Put every line of the entries below into a Markdown table with two columns, Row and Text. Number the rows in order and leave out any blank lines.

= = = = =

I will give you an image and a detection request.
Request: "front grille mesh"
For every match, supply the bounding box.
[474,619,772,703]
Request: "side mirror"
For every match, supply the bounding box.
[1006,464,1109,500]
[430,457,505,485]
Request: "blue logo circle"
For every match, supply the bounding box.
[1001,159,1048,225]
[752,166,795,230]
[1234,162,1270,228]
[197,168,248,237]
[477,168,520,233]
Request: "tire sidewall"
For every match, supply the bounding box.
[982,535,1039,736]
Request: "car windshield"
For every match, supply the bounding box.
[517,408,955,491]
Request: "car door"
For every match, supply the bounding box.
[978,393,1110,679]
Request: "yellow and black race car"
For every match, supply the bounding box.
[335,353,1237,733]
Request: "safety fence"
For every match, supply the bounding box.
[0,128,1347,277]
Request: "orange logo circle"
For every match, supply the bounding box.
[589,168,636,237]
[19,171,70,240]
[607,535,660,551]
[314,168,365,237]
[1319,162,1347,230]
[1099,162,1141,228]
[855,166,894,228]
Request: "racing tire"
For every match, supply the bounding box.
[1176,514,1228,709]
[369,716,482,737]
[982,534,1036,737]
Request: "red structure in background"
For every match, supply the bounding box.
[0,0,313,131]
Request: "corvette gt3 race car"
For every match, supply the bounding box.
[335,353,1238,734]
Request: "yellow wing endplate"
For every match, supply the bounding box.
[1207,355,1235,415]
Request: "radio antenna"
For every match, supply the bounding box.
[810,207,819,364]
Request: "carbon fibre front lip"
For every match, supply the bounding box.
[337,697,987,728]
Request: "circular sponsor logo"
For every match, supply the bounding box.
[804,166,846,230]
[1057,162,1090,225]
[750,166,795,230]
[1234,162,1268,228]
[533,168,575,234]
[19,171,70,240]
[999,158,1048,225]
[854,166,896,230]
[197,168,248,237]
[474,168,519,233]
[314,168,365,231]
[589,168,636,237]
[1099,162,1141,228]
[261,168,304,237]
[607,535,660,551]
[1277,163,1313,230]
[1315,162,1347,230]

= = = = =

THE COMPLETED TASK:
| Row | Text |
|---|---|
| 1 | I will give you an image and a detection request. |
| 2 | Request: "front grille mesh" |
| 3 | For every match, supply the bounding box. |
| 4 | [474,619,772,703] |
| 5 | Request: "side mirror" |
| 6 | For every match, supply the bounding box. |
| 7 | [1006,464,1109,500] |
| 8 | [430,457,505,485] |
| 9 | Request: "blue logo circle" |
| 10 | For every match, supply the bounding box. |
| 11 | [1001,159,1048,225] |
| 12 | [752,166,795,230] |
| 13 | [1234,162,1270,228] |
| 14 | [197,168,248,237] |
| 15 | [477,168,520,233] |
| 16 | Request: "tire sidewall" |
| 17 | For every match, supply the bounding box. |
| 18 | [982,535,1039,736] |
| 19 | Request: "car windshield" |
| 20 | For every match, supply the bounding box. |
| 21 | [517,408,955,491] |
| 22 | Request: "car door" |
| 23 | For every match, supply the bounding box. |
| 24 | [978,393,1110,679] |
| 25 | Request: "yellow and black race car" |
| 26 | For every match, supply the bounding box. |
| 27 | [335,353,1237,733] |
| 28 | Request: "safety fence" |
| 29 | For every match, supply the bounding box. |
| 30 | [0,128,1347,277] |
| 31 | Request: "orange logo circle" |
| 32 | For every match, supply the bounding box. |
| 33 | [589,168,636,237] |
| 34 | [19,171,70,240] |
| 35 | [607,535,660,551] |
| 36 | [314,168,365,237] |
| 37 | [1319,162,1347,230] |
| 38 | [1099,162,1141,228] |
| 39 | [855,166,894,228] |
| 40 | Request: "racing tire" |
| 41 | For every match, supply the bounding box. |
| 42 | [1176,514,1228,709] |
| 43 | [369,716,482,737] |
| 44 | [982,534,1036,737] |
| 45 | Request: "red structure in background" |
| 46 | For every match, supply the bounding box. |
| 47 | [0,0,313,131] |
| 48 | Request: "corvette gt3 race car" |
| 49 | For every match, supply the bounding box. |
| 50 | [335,353,1238,734] |
| 51 | Request: "yellow wing endplate" |
| 52 | For every match, supply the bounding box. |
| 53 | [1207,355,1235,415] |
| 54 | Request: "radio antenna" |
| 55 | For every match, supply the bounding box. |
| 56 | [810,207,819,364] |
| 57 | Request: "carbon fibre front lip" |
| 58 | For every match, supply the bounding box. |
| 59 | [337,697,987,728] |
| 60 | Request: "circular sponsor logo" |
| 61 | For every match, supply the bounding box. |
| 62 | [804,166,846,230] |
| 63 | [1057,162,1090,225] |
| 64 | [750,166,795,230] |
| 65 | [1234,162,1268,228] |
| 66 | [533,168,575,234] |
| 67 | [19,171,70,240] |
| 68 | [999,158,1048,225] |
| 69 | [854,166,896,230] |
| 70 | [197,168,248,237] |
| 71 | [474,168,519,233] |
| 72 | [314,168,365,231] |
| 73 | [589,168,636,237] |
| 74 | [1099,162,1141,228] |
| 75 | [261,168,304,237] |
| 76 | [607,535,660,551] |
| 77 | [1277,163,1313,230] |
| 78 | [1315,162,1347,230] |